• **Task details**: Count the lines in the records below that contain the word "flower", and reply with only that number.

• **Material supplied**:
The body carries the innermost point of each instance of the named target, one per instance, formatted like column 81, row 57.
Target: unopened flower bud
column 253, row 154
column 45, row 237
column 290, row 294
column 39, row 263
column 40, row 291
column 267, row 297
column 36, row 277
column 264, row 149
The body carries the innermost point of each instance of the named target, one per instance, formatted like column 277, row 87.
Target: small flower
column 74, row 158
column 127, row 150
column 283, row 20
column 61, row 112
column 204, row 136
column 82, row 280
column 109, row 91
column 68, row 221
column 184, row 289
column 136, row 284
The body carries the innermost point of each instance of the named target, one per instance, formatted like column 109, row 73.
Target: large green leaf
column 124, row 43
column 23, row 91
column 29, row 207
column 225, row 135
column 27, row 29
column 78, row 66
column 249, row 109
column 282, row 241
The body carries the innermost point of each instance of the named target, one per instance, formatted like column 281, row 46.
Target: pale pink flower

* * *

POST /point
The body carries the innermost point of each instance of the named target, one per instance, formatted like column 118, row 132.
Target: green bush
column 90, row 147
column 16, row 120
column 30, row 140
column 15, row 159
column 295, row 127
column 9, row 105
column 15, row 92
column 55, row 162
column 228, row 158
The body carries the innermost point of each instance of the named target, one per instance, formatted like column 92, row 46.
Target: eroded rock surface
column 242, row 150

==

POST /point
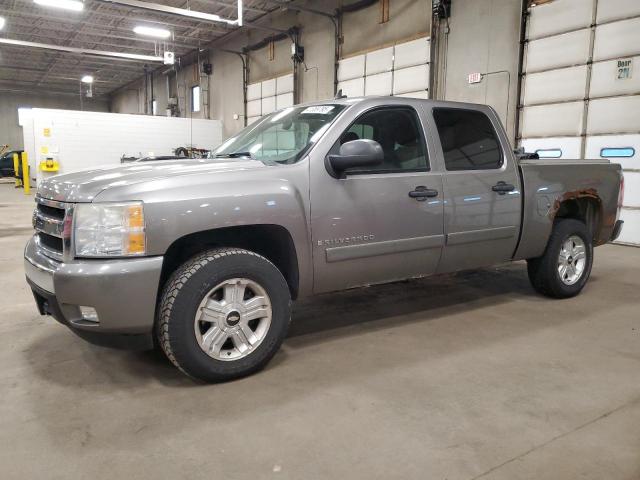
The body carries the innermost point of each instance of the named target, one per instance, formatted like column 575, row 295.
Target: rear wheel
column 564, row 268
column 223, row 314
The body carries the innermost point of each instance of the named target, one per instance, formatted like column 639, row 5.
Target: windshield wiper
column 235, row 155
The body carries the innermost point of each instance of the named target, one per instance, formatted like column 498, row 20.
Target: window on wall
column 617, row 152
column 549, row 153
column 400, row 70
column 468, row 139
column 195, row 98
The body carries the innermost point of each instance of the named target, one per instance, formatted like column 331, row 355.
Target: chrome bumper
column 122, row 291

• **Reply to the exercise**: 3